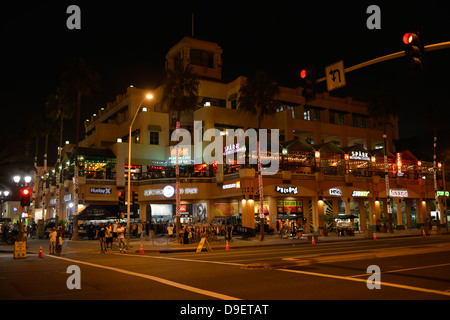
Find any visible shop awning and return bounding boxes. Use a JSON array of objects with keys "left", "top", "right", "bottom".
[
  {"left": 332, "top": 214, "right": 358, "bottom": 219},
  {"left": 78, "top": 205, "right": 121, "bottom": 220}
]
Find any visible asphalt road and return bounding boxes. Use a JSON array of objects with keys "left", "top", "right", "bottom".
[{"left": 1, "top": 235, "right": 449, "bottom": 316}]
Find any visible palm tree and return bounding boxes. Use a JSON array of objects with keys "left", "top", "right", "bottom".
[
  {"left": 161, "top": 64, "right": 200, "bottom": 126},
  {"left": 161, "top": 63, "right": 199, "bottom": 243},
  {"left": 366, "top": 81, "right": 402, "bottom": 233},
  {"left": 238, "top": 70, "right": 280, "bottom": 240},
  {"left": 60, "top": 58, "right": 101, "bottom": 240},
  {"left": 45, "top": 86, "right": 75, "bottom": 225},
  {"left": 423, "top": 98, "right": 448, "bottom": 228}
]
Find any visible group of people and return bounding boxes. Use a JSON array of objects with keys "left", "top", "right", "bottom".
[
  {"left": 277, "top": 219, "right": 304, "bottom": 239},
  {"left": 89, "top": 222, "right": 127, "bottom": 254},
  {"left": 48, "top": 226, "right": 65, "bottom": 255},
  {"left": 177, "top": 223, "right": 234, "bottom": 244},
  {"left": 1, "top": 221, "right": 28, "bottom": 244}
]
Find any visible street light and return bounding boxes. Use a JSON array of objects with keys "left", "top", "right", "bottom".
[{"left": 126, "top": 93, "right": 153, "bottom": 250}]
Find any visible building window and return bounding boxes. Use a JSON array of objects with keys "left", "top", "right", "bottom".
[
  {"left": 190, "top": 49, "right": 213, "bottom": 68},
  {"left": 360, "top": 117, "right": 366, "bottom": 128},
  {"left": 304, "top": 108, "right": 311, "bottom": 121},
  {"left": 352, "top": 115, "right": 358, "bottom": 127},
  {"left": 131, "top": 129, "right": 140, "bottom": 143},
  {"left": 329, "top": 110, "right": 335, "bottom": 124},
  {"left": 338, "top": 113, "right": 344, "bottom": 125},
  {"left": 314, "top": 109, "right": 320, "bottom": 122},
  {"left": 149, "top": 131, "right": 159, "bottom": 145}
]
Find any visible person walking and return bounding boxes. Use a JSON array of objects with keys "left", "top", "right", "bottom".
[
  {"left": 55, "top": 227, "right": 63, "bottom": 255},
  {"left": 117, "top": 223, "right": 126, "bottom": 253},
  {"left": 167, "top": 223, "right": 174, "bottom": 242},
  {"left": 105, "top": 222, "right": 113, "bottom": 251},
  {"left": 145, "top": 220, "right": 151, "bottom": 241},
  {"left": 49, "top": 227, "right": 57, "bottom": 255},
  {"left": 112, "top": 220, "right": 118, "bottom": 242},
  {"left": 96, "top": 223, "right": 107, "bottom": 254}
]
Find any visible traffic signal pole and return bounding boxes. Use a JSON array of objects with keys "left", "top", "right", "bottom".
[{"left": 315, "top": 41, "right": 450, "bottom": 84}]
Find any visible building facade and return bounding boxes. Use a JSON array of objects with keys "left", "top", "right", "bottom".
[{"left": 31, "top": 36, "right": 448, "bottom": 234}]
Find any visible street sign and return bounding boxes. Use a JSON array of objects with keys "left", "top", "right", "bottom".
[
  {"left": 196, "top": 237, "right": 212, "bottom": 253},
  {"left": 14, "top": 241, "right": 26, "bottom": 259},
  {"left": 325, "top": 60, "right": 346, "bottom": 91}
]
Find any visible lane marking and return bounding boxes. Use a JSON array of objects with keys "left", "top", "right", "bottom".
[
  {"left": 350, "top": 262, "right": 450, "bottom": 278},
  {"left": 279, "top": 268, "right": 450, "bottom": 297},
  {"left": 47, "top": 254, "right": 240, "bottom": 300},
  {"left": 119, "top": 253, "right": 244, "bottom": 267}
]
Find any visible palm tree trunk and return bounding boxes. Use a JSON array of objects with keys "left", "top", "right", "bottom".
[
  {"left": 72, "top": 90, "right": 81, "bottom": 241},
  {"left": 175, "top": 120, "right": 181, "bottom": 243},
  {"left": 433, "top": 127, "right": 441, "bottom": 227},
  {"left": 258, "top": 140, "right": 265, "bottom": 241},
  {"left": 257, "top": 116, "right": 264, "bottom": 241},
  {"left": 55, "top": 115, "right": 64, "bottom": 230}
]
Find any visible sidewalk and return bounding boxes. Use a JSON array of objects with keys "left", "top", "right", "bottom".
[{"left": 0, "top": 229, "right": 427, "bottom": 255}]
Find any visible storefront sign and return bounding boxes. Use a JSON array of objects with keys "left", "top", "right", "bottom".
[
  {"left": 169, "top": 147, "right": 191, "bottom": 164},
  {"left": 144, "top": 186, "right": 198, "bottom": 197},
  {"left": 223, "top": 143, "right": 245, "bottom": 156},
  {"left": 90, "top": 187, "right": 112, "bottom": 195},
  {"left": 275, "top": 186, "right": 298, "bottom": 195},
  {"left": 329, "top": 188, "right": 342, "bottom": 196},
  {"left": 389, "top": 189, "right": 408, "bottom": 198},
  {"left": 349, "top": 151, "right": 370, "bottom": 161},
  {"left": 352, "top": 191, "right": 370, "bottom": 197},
  {"left": 436, "top": 191, "right": 449, "bottom": 197},
  {"left": 222, "top": 181, "right": 241, "bottom": 189}
]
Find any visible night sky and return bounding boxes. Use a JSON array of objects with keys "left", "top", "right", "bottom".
[{"left": 1, "top": 0, "right": 450, "bottom": 172}]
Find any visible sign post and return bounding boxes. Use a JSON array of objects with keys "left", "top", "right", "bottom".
[{"left": 325, "top": 60, "right": 346, "bottom": 92}]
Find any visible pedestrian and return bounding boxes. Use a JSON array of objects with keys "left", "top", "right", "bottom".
[
  {"left": 183, "top": 225, "right": 189, "bottom": 244},
  {"left": 167, "top": 223, "right": 174, "bottom": 241},
  {"left": 113, "top": 220, "right": 118, "bottom": 242},
  {"left": 87, "top": 222, "right": 95, "bottom": 240},
  {"left": 96, "top": 223, "right": 107, "bottom": 254},
  {"left": 138, "top": 221, "right": 143, "bottom": 238},
  {"left": 105, "top": 222, "right": 113, "bottom": 250},
  {"left": 49, "top": 227, "right": 57, "bottom": 255},
  {"left": 117, "top": 223, "right": 126, "bottom": 253},
  {"left": 145, "top": 220, "right": 151, "bottom": 241},
  {"left": 55, "top": 227, "right": 63, "bottom": 255}
]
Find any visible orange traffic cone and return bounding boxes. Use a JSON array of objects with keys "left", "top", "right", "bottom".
[
  {"left": 373, "top": 232, "right": 377, "bottom": 241},
  {"left": 139, "top": 243, "right": 144, "bottom": 255},
  {"left": 38, "top": 245, "right": 44, "bottom": 258},
  {"left": 225, "top": 240, "right": 230, "bottom": 251},
  {"left": 311, "top": 236, "right": 316, "bottom": 245},
  {"left": 422, "top": 229, "right": 426, "bottom": 237}
]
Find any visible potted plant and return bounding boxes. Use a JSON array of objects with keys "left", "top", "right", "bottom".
[
  {"left": 320, "top": 214, "right": 334, "bottom": 236},
  {"left": 377, "top": 215, "right": 389, "bottom": 233}
]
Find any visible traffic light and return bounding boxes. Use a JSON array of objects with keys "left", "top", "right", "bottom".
[
  {"left": 300, "top": 66, "right": 315, "bottom": 102},
  {"left": 118, "top": 189, "right": 125, "bottom": 206},
  {"left": 403, "top": 32, "right": 423, "bottom": 73},
  {"left": 132, "top": 191, "right": 138, "bottom": 206},
  {"left": 20, "top": 187, "right": 31, "bottom": 207}
]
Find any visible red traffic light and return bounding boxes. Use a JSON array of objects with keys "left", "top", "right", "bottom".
[
  {"left": 403, "top": 33, "right": 418, "bottom": 45},
  {"left": 22, "top": 188, "right": 30, "bottom": 195},
  {"left": 300, "top": 69, "right": 307, "bottom": 79}
]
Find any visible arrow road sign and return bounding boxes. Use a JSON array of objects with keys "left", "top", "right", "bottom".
[{"left": 325, "top": 60, "right": 346, "bottom": 92}]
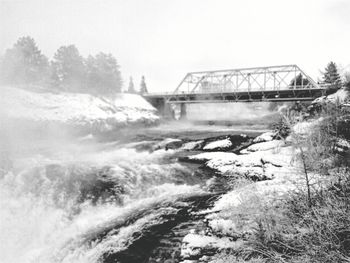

***

WHAT TO DO: Could you set down exactly, and only, the lines from the line containing "Find any visible red" through the last line of the records, both included, without the pictures?

ANSWER SPACE:
Find any visible red traffic light and return bounding boxes. Use a JSON array of objects with keys "left", "top", "right", "bottom".
[
  {"left": 403, "top": 33, "right": 418, "bottom": 45},
  {"left": 22, "top": 188, "right": 30, "bottom": 195},
  {"left": 300, "top": 69, "right": 307, "bottom": 79}
]
Find any visible arrow road sign and return bounding boxes. Use a JSON array of objects with keys "left", "top", "right", "bottom".
[{"left": 325, "top": 60, "right": 346, "bottom": 92}]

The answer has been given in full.